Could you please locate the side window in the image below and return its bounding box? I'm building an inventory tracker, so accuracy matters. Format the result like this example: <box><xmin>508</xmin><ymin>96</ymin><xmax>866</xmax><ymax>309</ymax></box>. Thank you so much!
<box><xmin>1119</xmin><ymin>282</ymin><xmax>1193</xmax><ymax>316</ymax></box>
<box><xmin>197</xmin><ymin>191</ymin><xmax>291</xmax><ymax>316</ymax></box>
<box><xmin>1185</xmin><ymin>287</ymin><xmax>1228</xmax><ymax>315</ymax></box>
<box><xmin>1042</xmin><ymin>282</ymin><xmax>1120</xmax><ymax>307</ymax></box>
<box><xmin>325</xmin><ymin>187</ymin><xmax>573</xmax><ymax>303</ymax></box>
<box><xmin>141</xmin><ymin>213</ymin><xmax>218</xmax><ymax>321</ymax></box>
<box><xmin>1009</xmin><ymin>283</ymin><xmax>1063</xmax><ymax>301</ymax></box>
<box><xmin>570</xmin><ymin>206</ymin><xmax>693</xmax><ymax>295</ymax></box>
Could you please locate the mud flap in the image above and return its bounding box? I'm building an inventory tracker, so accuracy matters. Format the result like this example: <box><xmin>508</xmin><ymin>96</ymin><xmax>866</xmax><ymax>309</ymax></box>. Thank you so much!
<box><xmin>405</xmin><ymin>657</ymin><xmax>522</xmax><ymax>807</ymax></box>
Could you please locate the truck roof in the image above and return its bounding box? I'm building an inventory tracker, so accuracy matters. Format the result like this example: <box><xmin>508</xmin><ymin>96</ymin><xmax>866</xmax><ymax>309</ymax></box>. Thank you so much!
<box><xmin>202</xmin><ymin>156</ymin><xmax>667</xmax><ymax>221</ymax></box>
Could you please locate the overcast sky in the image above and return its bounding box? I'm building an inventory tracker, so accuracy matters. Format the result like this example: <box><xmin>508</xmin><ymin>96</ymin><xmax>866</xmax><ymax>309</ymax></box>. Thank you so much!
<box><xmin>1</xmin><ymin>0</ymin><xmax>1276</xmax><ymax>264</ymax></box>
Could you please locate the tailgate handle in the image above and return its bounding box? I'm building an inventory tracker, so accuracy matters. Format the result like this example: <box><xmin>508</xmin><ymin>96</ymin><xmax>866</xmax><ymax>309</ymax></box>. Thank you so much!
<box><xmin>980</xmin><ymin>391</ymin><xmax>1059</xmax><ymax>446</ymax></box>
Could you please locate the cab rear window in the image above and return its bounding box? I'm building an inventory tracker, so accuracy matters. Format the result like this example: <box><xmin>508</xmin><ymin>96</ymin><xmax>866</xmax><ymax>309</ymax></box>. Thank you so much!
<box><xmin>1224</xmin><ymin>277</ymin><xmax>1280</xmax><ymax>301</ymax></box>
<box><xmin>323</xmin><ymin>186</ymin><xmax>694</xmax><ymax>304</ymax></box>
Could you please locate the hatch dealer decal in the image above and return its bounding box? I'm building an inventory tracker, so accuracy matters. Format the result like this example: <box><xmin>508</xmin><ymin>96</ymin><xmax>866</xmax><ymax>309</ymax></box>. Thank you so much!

Aim of the task:
Restate all of the material, keeping every word intact.

Written solution:
Could you please locate the side window in the image below and return its bounding box? I'm building an inventory tracker, so accuracy matters. Format the result like this example: <box><xmin>508</xmin><ymin>96</ymin><xmax>866</xmax><ymax>309</ymax></box>. Thank you so much!
<box><xmin>1119</xmin><ymin>282</ymin><xmax>1193</xmax><ymax>316</ymax></box>
<box><xmin>197</xmin><ymin>191</ymin><xmax>291</xmax><ymax>316</ymax></box>
<box><xmin>1185</xmin><ymin>287</ymin><xmax>1228</xmax><ymax>315</ymax></box>
<box><xmin>1042</xmin><ymin>282</ymin><xmax>1120</xmax><ymax>307</ymax></box>
<box><xmin>325</xmin><ymin>187</ymin><xmax>573</xmax><ymax>303</ymax></box>
<box><xmin>141</xmin><ymin>213</ymin><xmax>218</xmax><ymax>321</ymax></box>
<box><xmin>1009</xmin><ymin>283</ymin><xmax>1063</xmax><ymax>301</ymax></box>
<box><xmin>570</xmin><ymin>206</ymin><xmax>693</xmax><ymax>295</ymax></box>
Could you please locate the mud flap in the image above and return its bounding box? I'm building an inventory tracker, so accuracy matters. Format the result like this example: <box><xmin>508</xmin><ymin>96</ymin><xmax>866</xmax><ymax>309</ymax></box>. Thank you so much!
<box><xmin>405</xmin><ymin>657</ymin><xmax>522</xmax><ymax>807</ymax></box>
Could you please locate the truck roof in the image above and return its bounding box? I'm building an inventory tracker, so accuracy matters. Format the result like this example: <box><xmin>508</xmin><ymin>96</ymin><xmax>866</xmax><ymax>309</ymax></box>. Thank you so much!
<box><xmin>202</xmin><ymin>156</ymin><xmax>667</xmax><ymax>221</ymax></box>
Could you please locate the overcast sky in the image above and return its bounding box? I'm building an inventory tracker, so accuracy matters. Format the result like this example: <box><xmin>508</xmin><ymin>96</ymin><xmax>866</xmax><ymax>309</ymax></box>. Thank you so much!
<box><xmin>1</xmin><ymin>0</ymin><xmax>1276</xmax><ymax>264</ymax></box>
Could you please locate the tailgate handle in the image above and return its bounding box? I'm building an inventory tracker, so accuracy matters. Format the result like this example: <box><xmin>508</xmin><ymin>96</ymin><xmax>866</xmax><ymax>309</ymax></box>. Thank you so much!
<box><xmin>980</xmin><ymin>391</ymin><xmax>1059</xmax><ymax>446</ymax></box>
Could you please locate the cab rear window in the image above and return its bounding box? I'm building an inventory tracker, so accuracy matters. Format the result like this example: <box><xmin>508</xmin><ymin>96</ymin><xmax>866</xmax><ymax>309</ymax></box>. Thank you so much!
<box><xmin>1224</xmin><ymin>277</ymin><xmax>1280</xmax><ymax>301</ymax></box>
<box><xmin>323</xmin><ymin>186</ymin><xmax>694</xmax><ymax>304</ymax></box>
Could you please locate the hatch dealer decal in the image above and return its bounding box? I'm building an inventory tracker, so accuracy matters. Format the result like this example: <box><xmin>508</xmin><ymin>96</ymin><xmax>866</xmax><ymax>309</ymax></box>. Thank you so much!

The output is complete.